**Directions**
State how many lines of the items below contain the string "rock", treating uppercase and lowercase as different, and give only that number.

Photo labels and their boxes

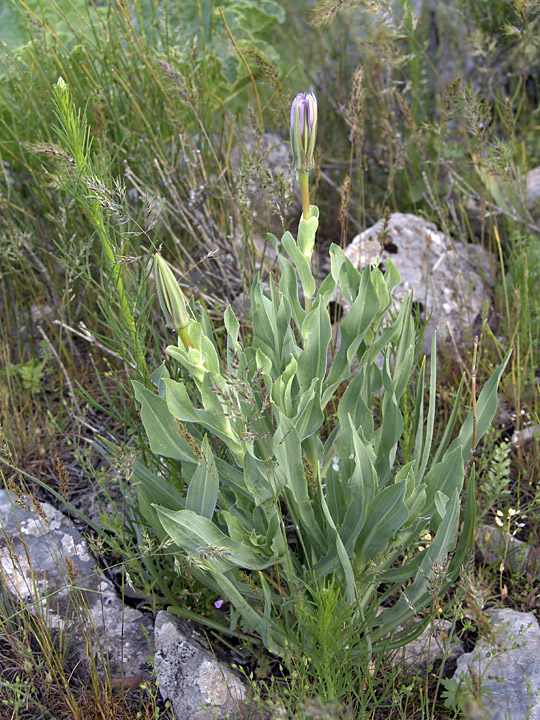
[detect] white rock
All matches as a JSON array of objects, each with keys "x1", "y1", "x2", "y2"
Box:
[
  {"x1": 454, "y1": 610, "x2": 540, "y2": 720},
  {"x1": 345, "y1": 213, "x2": 491, "y2": 353}
]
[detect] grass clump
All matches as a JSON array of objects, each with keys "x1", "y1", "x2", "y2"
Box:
[{"x1": 0, "y1": 0, "x2": 540, "y2": 720}]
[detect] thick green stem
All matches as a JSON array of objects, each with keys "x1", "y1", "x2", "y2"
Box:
[
  {"x1": 178, "y1": 328, "x2": 193, "y2": 350},
  {"x1": 298, "y1": 172, "x2": 310, "y2": 220}
]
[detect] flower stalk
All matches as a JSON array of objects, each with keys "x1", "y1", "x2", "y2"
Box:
[
  {"x1": 290, "y1": 93, "x2": 318, "y2": 220},
  {"x1": 154, "y1": 253, "x2": 193, "y2": 350}
]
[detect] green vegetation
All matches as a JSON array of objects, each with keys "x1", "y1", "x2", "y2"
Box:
[{"x1": 0, "y1": 0, "x2": 540, "y2": 720}]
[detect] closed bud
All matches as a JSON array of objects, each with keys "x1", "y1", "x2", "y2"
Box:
[
  {"x1": 291, "y1": 93, "x2": 317, "y2": 173},
  {"x1": 154, "y1": 254, "x2": 189, "y2": 334}
]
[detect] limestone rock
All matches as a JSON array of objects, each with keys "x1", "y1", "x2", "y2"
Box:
[
  {"x1": 345, "y1": 213, "x2": 491, "y2": 353},
  {"x1": 454, "y1": 610, "x2": 540, "y2": 720},
  {"x1": 396, "y1": 620, "x2": 463, "y2": 670},
  {"x1": 154, "y1": 611, "x2": 258, "y2": 720},
  {"x1": 0, "y1": 490, "x2": 152, "y2": 677}
]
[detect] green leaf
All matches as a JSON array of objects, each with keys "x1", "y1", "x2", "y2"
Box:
[
  {"x1": 155, "y1": 505, "x2": 279, "y2": 572},
  {"x1": 281, "y1": 232, "x2": 315, "y2": 306},
  {"x1": 186, "y1": 435, "x2": 219, "y2": 519},
  {"x1": 133, "y1": 380, "x2": 197, "y2": 463},
  {"x1": 449, "y1": 349, "x2": 512, "y2": 462},
  {"x1": 272, "y1": 414, "x2": 325, "y2": 550},
  {"x1": 131, "y1": 462, "x2": 184, "y2": 542},
  {"x1": 338, "y1": 370, "x2": 374, "y2": 442},
  {"x1": 372, "y1": 492, "x2": 459, "y2": 647},
  {"x1": 297, "y1": 305, "x2": 332, "y2": 390},
  {"x1": 373, "y1": 352, "x2": 403, "y2": 485},
  {"x1": 355, "y1": 483, "x2": 409, "y2": 566},
  {"x1": 279, "y1": 255, "x2": 305, "y2": 330},
  {"x1": 422, "y1": 446, "x2": 464, "y2": 518},
  {"x1": 322, "y1": 263, "x2": 380, "y2": 407}
]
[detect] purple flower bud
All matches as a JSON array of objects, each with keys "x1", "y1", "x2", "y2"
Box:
[{"x1": 291, "y1": 93, "x2": 317, "y2": 172}]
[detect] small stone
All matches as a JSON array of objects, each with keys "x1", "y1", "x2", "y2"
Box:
[
  {"x1": 454, "y1": 609, "x2": 540, "y2": 720},
  {"x1": 154, "y1": 611, "x2": 249, "y2": 720},
  {"x1": 345, "y1": 213, "x2": 491, "y2": 354}
]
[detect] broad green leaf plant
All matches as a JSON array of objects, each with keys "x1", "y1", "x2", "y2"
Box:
[{"x1": 134, "y1": 94, "x2": 508, "y2": 658}]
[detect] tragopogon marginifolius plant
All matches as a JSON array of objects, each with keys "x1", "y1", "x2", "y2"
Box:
[{"x1": 134, "y1": 93, "x2": 507, "y2": 656}]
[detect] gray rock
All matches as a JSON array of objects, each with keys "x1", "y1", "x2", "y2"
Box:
[
  {"x1": 345, "y1": 213, "x2": 491, "y2": 353},
  {"x1": 454, "y1": 610, "x2": 540, "y2": 720},
  {"x1": 396, "y1": 620, "x2": 463, "y2": 670},
  {"x1": 0, "y1": 490, "x2": 152, "y2": 678},
  {"x1": 154, "y1": 611, "x2": 255, "y2": 720}
]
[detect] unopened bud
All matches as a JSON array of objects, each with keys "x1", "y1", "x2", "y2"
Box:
[
  {"x1": 291, "y1": 93, "x2": 317, "y2": 173},
  {"x1": 154, "y1": 254, "x2": 189, "y2": 335}
]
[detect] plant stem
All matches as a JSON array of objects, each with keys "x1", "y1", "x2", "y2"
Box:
[{"x1": 298, "y1": 172, "x2": 310, "y2": 220}]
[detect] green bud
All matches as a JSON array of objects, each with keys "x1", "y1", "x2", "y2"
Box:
[
  {"x1": 291, "y1": 93, "x2": 317, "y2": 173},
  {"x1": 154, "y1": 254, "x2": 191, "y2": 347}
]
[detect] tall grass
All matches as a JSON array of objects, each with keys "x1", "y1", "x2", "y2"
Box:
[{"x1": 0, "y1": 0, "x2": 540, "y2": 718}]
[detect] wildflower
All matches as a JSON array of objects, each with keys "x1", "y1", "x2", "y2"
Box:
[
  {"x1": 291, "y1": 93, "x2": 317, "y2": 173},
  {"x1": 154, "y1": 254, "x2": 192, "y2": 349}
]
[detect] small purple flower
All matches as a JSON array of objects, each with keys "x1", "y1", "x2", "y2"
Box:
[{"x1": 291, "y1": 93, "x2": 317, "y2": 172}]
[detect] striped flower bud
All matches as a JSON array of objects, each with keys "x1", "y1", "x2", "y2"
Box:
[
  {"x1": 154, "y1": 254, "x2": 189, "y2": 335},
  {"x1": 291, "y1": 93, "x2": 317, "y2": 173}
]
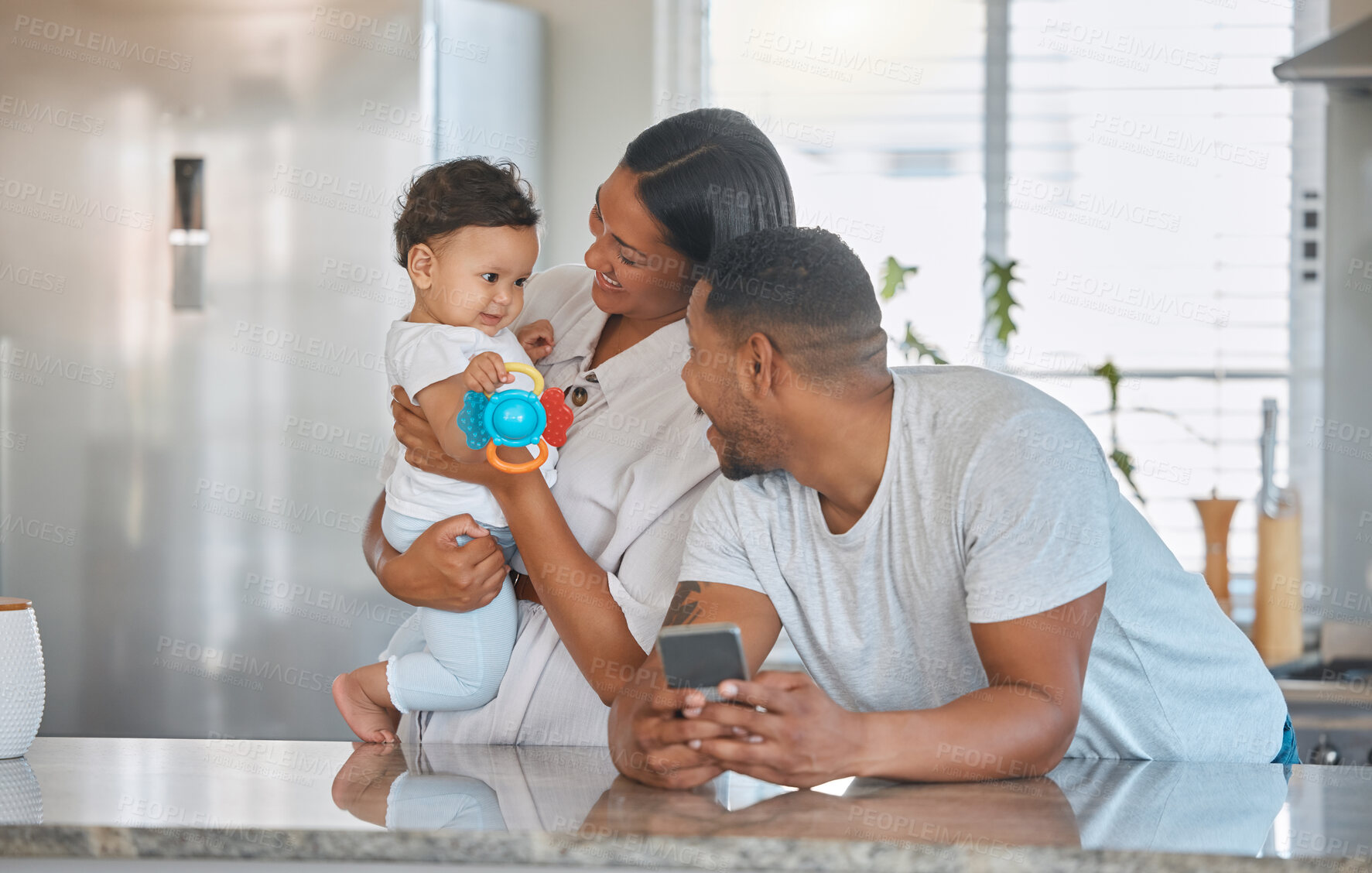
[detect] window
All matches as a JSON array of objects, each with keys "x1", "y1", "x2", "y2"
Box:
[{"x1": 705, "y1": 0, "x2": 1292, "y2": 587}]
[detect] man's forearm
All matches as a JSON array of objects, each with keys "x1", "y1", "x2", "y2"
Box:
[
  {"x1": 854, "y1": 685, "x2": 1079, "y2": 782},
  {"x1": 499, "y1": 474, "x2": 645, "y2": 704}
]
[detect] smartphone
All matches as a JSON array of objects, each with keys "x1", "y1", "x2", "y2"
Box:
[{"x1": 657, "y1": 621, "x2": 748, "y2": 703}]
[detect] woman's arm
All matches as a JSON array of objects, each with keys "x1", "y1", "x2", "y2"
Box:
[
  {"x1": 383, "y1": 389, "x2": 648, "y2": 706},
  {"x1": 362, "y1": 491, "x2": 509, "y2": 612}
]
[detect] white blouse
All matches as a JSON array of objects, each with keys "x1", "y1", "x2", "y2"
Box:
[{"x1": 380, "y1": 265, "x2": 719, "y2": 745}]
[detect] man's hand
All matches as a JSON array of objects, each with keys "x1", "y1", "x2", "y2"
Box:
[
  {"x1": 683, "y1": 670, "x2": 866, "y2": 788},
  {"x1": 463, "y1": 351, "x2": 515, "y2": 394},
  {"x1": 515, "y1": 318, "x2": 553, "y2": 364},
  {"x1": 609, "y1": 675, "x2": 727, "y2": 789}
]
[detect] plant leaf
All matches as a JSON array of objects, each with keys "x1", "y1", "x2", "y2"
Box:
[
  {"x1": 881, "y1": 257, "x2": 919, "y2": 300},
  {"x1": 1091, "y1": 358, "x2": 1127, "y2": 412},
  {"x1": 984, "y1": 255, "x2": 1024, "y2": 346},
  {"x1": 900, "y1": 321, "x2": 948, "y2": 364},
  {"x1": 1110, "y1": 446, "x2": 1148, "y2": 504}
]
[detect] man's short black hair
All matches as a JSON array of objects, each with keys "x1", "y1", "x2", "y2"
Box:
[{"x1": 705, "y1": 227, "x2": 888, "y2": 376}]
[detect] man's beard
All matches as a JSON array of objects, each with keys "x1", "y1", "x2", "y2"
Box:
[{"x1": 715, "y1": 394, "x2": 785, "y2": 482}]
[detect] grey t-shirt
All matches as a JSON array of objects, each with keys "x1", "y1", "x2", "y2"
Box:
[{"x1": 679, "y1": 367, "x2": 1285, "y2": 763}]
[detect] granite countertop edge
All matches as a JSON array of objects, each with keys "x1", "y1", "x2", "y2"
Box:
[{"x1": 0, "y1": 825, "x2": 1369, "y2": 873}]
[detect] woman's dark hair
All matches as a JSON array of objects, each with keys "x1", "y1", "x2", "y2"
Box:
[
  {"x1": 620, "y1": 108, "x2": 795, "y2": 268},
  {"x1": 395, "y1": 158, "x2": 539, "y2": 268}
]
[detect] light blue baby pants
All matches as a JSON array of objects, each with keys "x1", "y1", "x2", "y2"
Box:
[{"x1": 381, "y1": 506, "x2": 518, "y2": 712}]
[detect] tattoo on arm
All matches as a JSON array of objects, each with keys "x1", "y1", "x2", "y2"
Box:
[{"x1": 662, "y1": 582, "x2": 704, "y2": 626}]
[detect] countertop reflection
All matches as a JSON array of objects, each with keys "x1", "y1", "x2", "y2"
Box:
[{"x1": 0, "y1": 738, "x2": 1372, "y2": 870}]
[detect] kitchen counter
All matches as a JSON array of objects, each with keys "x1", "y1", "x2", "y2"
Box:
[{"x1": 0, "y1": 738, "x2": 1372, "y2": 871}]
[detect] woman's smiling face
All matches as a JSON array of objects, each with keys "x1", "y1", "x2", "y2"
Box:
[{"x1": 586, "y1": 166, "x2": 694, "y2": 321}]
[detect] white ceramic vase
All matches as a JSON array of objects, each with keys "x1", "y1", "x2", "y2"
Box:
[{"x1": 0, "y1": 597, "x2": 46, "y2": 758}]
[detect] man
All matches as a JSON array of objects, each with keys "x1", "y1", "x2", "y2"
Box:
[{"x1": 609, "y1": 228, "x2": 1295, "y2": 788}]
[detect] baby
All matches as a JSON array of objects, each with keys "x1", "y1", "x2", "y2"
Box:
[{"x1": 334, "y1": 158, "x2": 557, "y2": 743}]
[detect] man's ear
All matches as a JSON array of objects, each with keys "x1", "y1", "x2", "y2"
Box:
[
  {"x1": 740, "y1": 334, "x2": 781, "y2": 398},
  {"x1": 406, "y1": 243, "x2": 433, "y2": 291}
]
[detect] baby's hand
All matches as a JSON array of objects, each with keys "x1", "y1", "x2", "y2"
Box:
[
  {"x1": 515, "y1": 318, "x2": 553, "y2": 362},
  {"x1": 463, "y1": 351, "x2": 515, "y2": 394}
]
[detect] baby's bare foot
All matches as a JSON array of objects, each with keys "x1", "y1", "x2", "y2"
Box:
[{"x1": 334, "y1": 673, "x2": 401, "y2": 743}]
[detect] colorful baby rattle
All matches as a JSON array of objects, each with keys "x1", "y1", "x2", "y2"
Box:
[{"x1": 457, "y1": 364, "x2": 572, "y2": 472}]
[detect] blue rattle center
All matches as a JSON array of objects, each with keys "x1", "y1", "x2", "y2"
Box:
[{"x1": 484, "y1": 389, "x2": 547, "y2": 446}]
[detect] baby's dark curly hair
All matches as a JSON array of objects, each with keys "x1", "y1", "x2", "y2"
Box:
[{"x1": 395, "y1": 158, "x2": 539, "y2": 268}]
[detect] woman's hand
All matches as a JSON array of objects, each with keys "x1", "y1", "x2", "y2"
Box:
[
  {"x1": 378, "y1": 515, "x2": 511, "y2": 612},
  {"x1": 391, "y1": 385, "x2": 510, "y2": 491}
]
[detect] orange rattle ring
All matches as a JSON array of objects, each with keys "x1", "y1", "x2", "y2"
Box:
[{"x1": 486, "y1": 439, "x2": 547, "y2": 472}]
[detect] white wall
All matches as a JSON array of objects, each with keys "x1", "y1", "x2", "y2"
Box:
[{"x1": 512, "y1": 0, "x2": 653, "y2": 266}]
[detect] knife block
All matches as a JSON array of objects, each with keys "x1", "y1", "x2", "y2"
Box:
[
  {"x1": 1253, "y1": 488, "x2": 1303, "y2": 667},
  {"x1": 1191, "y1": 497, "x2": 1239, "y2": 615}
]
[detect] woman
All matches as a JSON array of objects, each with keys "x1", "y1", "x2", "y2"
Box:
[{"x1": 364, "y1": 108, "x2": 795, "y2": 745}]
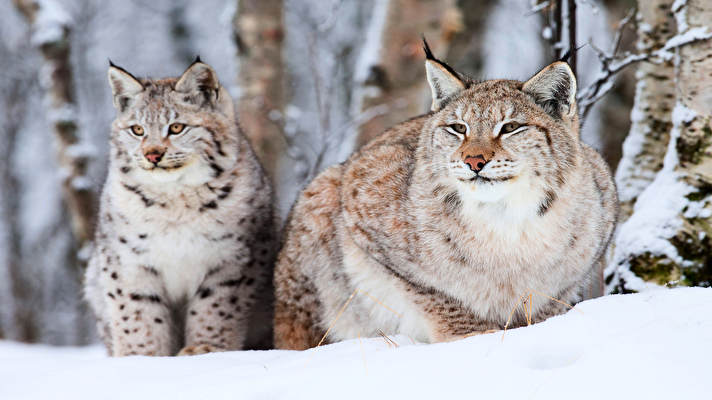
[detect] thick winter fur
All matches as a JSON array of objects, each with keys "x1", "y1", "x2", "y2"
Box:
[
  {"x1": 275, "y1": 47, "x2": 617, "y2": 349},
  {"x1": 85, "y1": 60, "x2": 276, "y2": 356}
]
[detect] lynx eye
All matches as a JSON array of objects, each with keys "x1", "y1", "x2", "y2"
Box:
[
  {"x1": 131, "y1": 125, "x2": 143, "y2": 136},
  {"x1": 448, "y1": 123, "x2": 467, "y2": 135},
  {"x1": 499, "y1": 122, "x2": 522, "y2": 133},
  {"x1": 168, "y1": 122, "x2": 185, "y2": 135}
]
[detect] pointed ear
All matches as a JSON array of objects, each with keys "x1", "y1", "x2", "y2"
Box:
[
  {"x1": 522, "y1": 61, "x2": 576, "y2": 119},
  {"x1": 423, "y1": 38, "x2": 466, "y2": 111},
  {"x1": 108, "y1": 61, "x2": 143, "y2": 112},
  {"x1": 175, "y1": 57, "x2": 220, "y2": 106}
]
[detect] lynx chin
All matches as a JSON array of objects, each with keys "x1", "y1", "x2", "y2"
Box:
[
  {"x1": 275, "y1": 39, "x2": 618, "y2": 349},
  {"x1": 85, "y1": 58, "x2": 276, "y2": 356}
]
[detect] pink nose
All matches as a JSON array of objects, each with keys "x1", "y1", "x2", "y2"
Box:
[
  {"x1": 465, "y1": 154, "x2": 487, "y2": 172},
  {"x1": 143, "y1": 149, "x2": 166, "y2": 164}
]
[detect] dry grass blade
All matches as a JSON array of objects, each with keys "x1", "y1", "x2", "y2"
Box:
[
  {"x1": 529, "y1": 289, "x2": 583, "y2": 314},
  {"x1": 378, "y1": 329, "x2": 399, "y2": 347},
  {"x1": 316, "y1": 289, "x2": 358, "y2": 347},
  {"x1": 502, "y1": 289, "x2": 583, "y2": 341},
  {"x1": 502, "y1": 294, "x2": 526, "y2": 341}
]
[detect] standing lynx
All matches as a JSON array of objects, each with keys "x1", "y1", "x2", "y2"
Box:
[
  {"x1": 86, "y1": 59, "x2": 276, "y2": 356},
  {"x1": 275, "y1": 45, "x2": 617, "y2": 349}
]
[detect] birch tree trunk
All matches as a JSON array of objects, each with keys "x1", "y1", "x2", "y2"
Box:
[
  {"x1": 616, "y1": 0, "x2": 675, "y2": 222},
  {"x1": 607, "y1": 0, "x2": 712, "y2": 292},
  {"x1": 355, "y1": 0, "x2": 462, "y2": 148},
  {"x1": 13, "y1": 0, "x2": 96, "y2": 344},
  {"x1": 233, "y1": 0, "x2": 287, "y2": 181},
  {"x1": 14, "y1": 0, "x2": 96, "y2": 256}
]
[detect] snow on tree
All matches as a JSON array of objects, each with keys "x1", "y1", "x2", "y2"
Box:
[
  {"x1": 616, "y1": 0, "x2": 675, "y2": 222},
  {"x1": 606, "y1": 0, "x2": 712, "y2": 293}
]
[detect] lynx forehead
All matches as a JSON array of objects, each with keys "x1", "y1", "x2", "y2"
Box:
[
  {"x1": 85, "y1": 60, "x2": 276, "y2": 356},
  {"x1": 275, "y1": 39, "x2": 617, "y2": 348}
]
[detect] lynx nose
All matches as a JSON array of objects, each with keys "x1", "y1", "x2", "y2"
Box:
[
  {"x1": 465, "y1": 154, "x2": 488, "y2": 172},
  {"x1": 143, "y1": 147, "x2": 166, "y2": 165}
]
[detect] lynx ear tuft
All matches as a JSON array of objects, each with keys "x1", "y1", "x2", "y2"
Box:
[
  {"x1": 423, "y1": 38, "x2": 466, "y2": 111},
  {"x1": 522, "y1": 61, "x2": 576, "y2": 119},
  {"x1": 108, "y1": 60, "x2": 143, "y2": 112},
  {"x1": 175, "y1": 57, "x2": 220, "y2": 105}
]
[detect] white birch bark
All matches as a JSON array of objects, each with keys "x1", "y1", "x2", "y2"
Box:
[
  {"x1": 606, "y1": 0, "x2": 712, "y2": 293},
  {"x1": 616, "y1": 0, "x2": 675, "y2": 222}
]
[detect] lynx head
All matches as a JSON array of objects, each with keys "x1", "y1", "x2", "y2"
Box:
[
  {"x1": 421, "y1": 39, "x2": 579, "y2": 209},
  {"x1": 109, "y1": 58, "x2": 237, "y2": 185}
]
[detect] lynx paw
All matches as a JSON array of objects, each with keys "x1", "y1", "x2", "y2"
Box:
[{"x1": 177, "y1": 344, "x2": 226, "y2": 356}]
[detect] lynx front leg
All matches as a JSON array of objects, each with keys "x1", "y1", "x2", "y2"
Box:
[
  {"x1": 178, "y1": 267, "x2": 258, "y2": 355},
  {"x1": 412, "y1": 289, "x2": 500, "y2": 343},
  {"x1": 106, "y1": 266, "x2": 175, "y2": 356}
]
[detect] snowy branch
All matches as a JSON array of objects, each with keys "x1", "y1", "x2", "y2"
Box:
[{"x1": 577, "y1": 10, "x2": 712, "y2": 119}]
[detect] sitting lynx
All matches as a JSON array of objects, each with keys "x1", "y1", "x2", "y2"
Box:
[
  {"x1": 85, "y1": 59, "x2": 276, "y2": 356},
  {"x1": 275, "y1": 44, "x2": 617, "y2": 349}
]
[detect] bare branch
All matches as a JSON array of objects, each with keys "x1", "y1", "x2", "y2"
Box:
[{"x1": 577, "y1": 11, "x2": 712, "y2": 120}]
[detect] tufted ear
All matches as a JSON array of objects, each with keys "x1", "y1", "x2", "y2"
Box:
[
  {"x1": 522, "y1": 61, "x2": 576, "y2": 119},
  {"x1": 175, "y1": 57, "x2": 220, "y2": 105},
  {"x1": 423, "y1": 38, "x2": 466, "y2": 111},
  {"x1": 108, "y1": 60, "x2": 143, "y2": 112}
]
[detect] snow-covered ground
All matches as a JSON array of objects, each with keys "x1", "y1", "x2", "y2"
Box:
[{"x1": 0, "y1": 288, "x2": 712, "y2": 400}]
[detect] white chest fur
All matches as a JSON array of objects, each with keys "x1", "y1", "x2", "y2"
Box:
[{"x1": 105, "y1": 177, "x2": 242, "y2": 300}]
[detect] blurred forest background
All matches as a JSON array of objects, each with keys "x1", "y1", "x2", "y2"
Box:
[{"x1": 0, "y1": 0, "x2": 712, "y2": 345}]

**Result for this exercise**
3